### Aim of the exercise
With the pictures removed, write out the data below exactly.

....

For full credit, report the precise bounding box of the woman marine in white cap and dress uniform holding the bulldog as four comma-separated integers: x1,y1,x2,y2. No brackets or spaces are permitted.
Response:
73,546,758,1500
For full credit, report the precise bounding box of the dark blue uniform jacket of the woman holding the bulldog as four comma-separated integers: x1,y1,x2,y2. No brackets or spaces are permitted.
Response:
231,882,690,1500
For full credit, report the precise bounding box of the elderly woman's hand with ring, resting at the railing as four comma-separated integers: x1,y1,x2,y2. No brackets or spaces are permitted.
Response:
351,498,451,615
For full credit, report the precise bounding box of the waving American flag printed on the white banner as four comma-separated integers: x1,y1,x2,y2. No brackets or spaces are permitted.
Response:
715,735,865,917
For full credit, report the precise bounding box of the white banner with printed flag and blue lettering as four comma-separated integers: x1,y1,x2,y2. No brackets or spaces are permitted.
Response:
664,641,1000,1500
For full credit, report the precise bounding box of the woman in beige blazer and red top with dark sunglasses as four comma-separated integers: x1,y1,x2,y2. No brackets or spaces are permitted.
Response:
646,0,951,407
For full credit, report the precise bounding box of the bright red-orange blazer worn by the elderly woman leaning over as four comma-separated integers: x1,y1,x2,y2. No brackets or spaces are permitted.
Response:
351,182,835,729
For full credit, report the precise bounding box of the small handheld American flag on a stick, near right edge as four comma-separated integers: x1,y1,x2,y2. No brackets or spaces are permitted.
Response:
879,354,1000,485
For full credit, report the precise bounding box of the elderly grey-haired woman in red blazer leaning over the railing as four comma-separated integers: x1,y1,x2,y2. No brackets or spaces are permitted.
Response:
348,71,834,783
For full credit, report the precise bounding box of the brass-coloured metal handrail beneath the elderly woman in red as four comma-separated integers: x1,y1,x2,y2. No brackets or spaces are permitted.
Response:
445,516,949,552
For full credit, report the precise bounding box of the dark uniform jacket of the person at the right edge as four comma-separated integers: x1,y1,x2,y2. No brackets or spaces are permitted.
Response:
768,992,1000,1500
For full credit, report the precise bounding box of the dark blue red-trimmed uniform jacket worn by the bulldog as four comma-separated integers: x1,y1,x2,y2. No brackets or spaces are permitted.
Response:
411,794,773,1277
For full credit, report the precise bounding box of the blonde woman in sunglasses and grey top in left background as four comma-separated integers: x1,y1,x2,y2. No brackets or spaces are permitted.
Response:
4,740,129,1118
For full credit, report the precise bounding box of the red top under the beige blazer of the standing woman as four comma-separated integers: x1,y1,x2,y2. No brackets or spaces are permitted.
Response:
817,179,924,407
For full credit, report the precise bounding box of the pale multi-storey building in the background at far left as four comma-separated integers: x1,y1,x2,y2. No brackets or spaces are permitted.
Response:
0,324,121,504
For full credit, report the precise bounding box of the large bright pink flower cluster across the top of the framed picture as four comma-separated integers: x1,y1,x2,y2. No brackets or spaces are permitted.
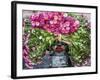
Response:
30,11,79,35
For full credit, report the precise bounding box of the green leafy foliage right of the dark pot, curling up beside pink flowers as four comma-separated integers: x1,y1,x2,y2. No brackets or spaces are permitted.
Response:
62,13,91,66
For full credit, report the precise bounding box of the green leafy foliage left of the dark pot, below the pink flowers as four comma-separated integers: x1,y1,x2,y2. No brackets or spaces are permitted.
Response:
24,26,54,62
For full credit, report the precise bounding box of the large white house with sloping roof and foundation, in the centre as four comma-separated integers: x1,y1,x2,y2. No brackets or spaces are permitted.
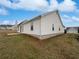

....

### Reply to the task
For full credit, report the precise bounding box of the woman marine in white cap and dress uniform holding the bulldog as four comma-separated integers: x1,y1,x2,y2. No brackets or spaces are permitted.
Response:
73,546,758,1500
For full credit, report the precise bounding box of the dark blue uniform jacket of the woman holding the bulldog as four comma-separated integers: x1,y1,x2,y2. No brackets or spaces are permitted.
Response:
231,882,690,1500
For full credit, report the precise bounding box of the elderly woman's hand with ring, resting at the railing as four comma-separated integers: x1,y1,x2,y2. No brackets or spaces are permitted.
Response:
351,498,451,615
For full credit, report the precise bounding box of the waving American flag printed on the white banner as four comma-separated integers: x1,y1,x2,y2. No brackets or spaces are permitted.
Response:
715,735,865,917
For full credit, report the precise bounding box of the white banner with printed flag and blue lettering as four comma-separated integers: x1,y1,x2,y2. No brackets or spaces are permitted.
Response:
664,641,1000,1500
For full credit, report the precise bounding box of the woman in beige blazer and red top with dark sunglasses as four comma-separated integers: x1,y1,x2,y2. No brackets or spaces are permitted.
Response:
646,0,951,407
For full credit, report the precise bounding box of the bright red-orange blazer worn by the elderly woman leaning over as four comma-separated integers: x1,y1,x2,y2. No brackets or spaces are permitted.
Response:
351,182,835,729
For full credit, report the precise bounding box of the small handheld American flag on a stick, near right edge as four comma-separated integers: x1,y1,x2,y2. No brackets or spaces are permitted.
Response:
879,354,1000,485
For full credit, report the precise bounding box of the elderly grey-haired woman in red blazer leaning over the railing as four comma-separated integers: x1,y1,x2,y2. No brackets or spaces are permitted.
Response:
348,71,834,783
For full credit, report the precise bounding box of the brass-coloured metal handrail beneath the elderly woman in red as four comma-separated integers: x1,y1,x2,y2. No brackets or spaces are permitted.
Response:
445,516,949,552
For full credit, report the precise bounding box of the dark uniform jacket of the person at the right edge as four comma-separated integers: x1,y1,x2,y2. No brackets or spaces are permitted.
Response:
768,992,1000,1500
For full credit, report the precise bounding box of the dark blue red-trimmed uniform jacket worn by the bulldog as four comma-separated integers: x1,y1,x2,y2. No brackets or spaces are permitted.
Response:
411,794,773,1277
For full credit, report the precise bounding box of the blonde woman in sunglasses and grey top in left background as four comma-separated integers: x1,y1,x2,y2. No brackets or spaces are permitted.
Response:
4,740,129,1118
For full credit, report the precise bounding box of the red top under the beige blazer of the standing woman as four comma-separated integers: x1,y1,x2,y2. No brackets or spaces are permitted.
Response:
817,179,924,407
For full credit, report the precise bounding box of the pale multi-storey building in the background at far left as four comma-separated integers: x1,y1,x2,y2. No brackets or spaces are permitted.
Response:
0,324,121,504
For full credit, report the precise bounding box of the large bright pink flower cluster across the top of the framed picture as four comma-separated integers: x1,y1,x2,y2. No brackets or spaces are permitted.
Response:
30,11,79,35
For full credit, report the precise bounding box of the green leafy foliage right of the dark pot, curling up beside pink flowers as four comma-separated integers: x1,y1,x2,y2. No brackets or spaces are permitted.
Response:
62,13,91,66
For full credit, report the precise bounding box of the green leafy foliage left of the dark pot, below the pink flowers as four comma-separated integers: x1,y1,x2,y2. No brackets or spaces are permitted.
Response:
24,26,54,62
For full credit, report the precise bounding box of the large white house with sloping roof and foundation, in the centre as four comma-separated integers: x1,y1,x2,y2. No brackets or spaces are permitted.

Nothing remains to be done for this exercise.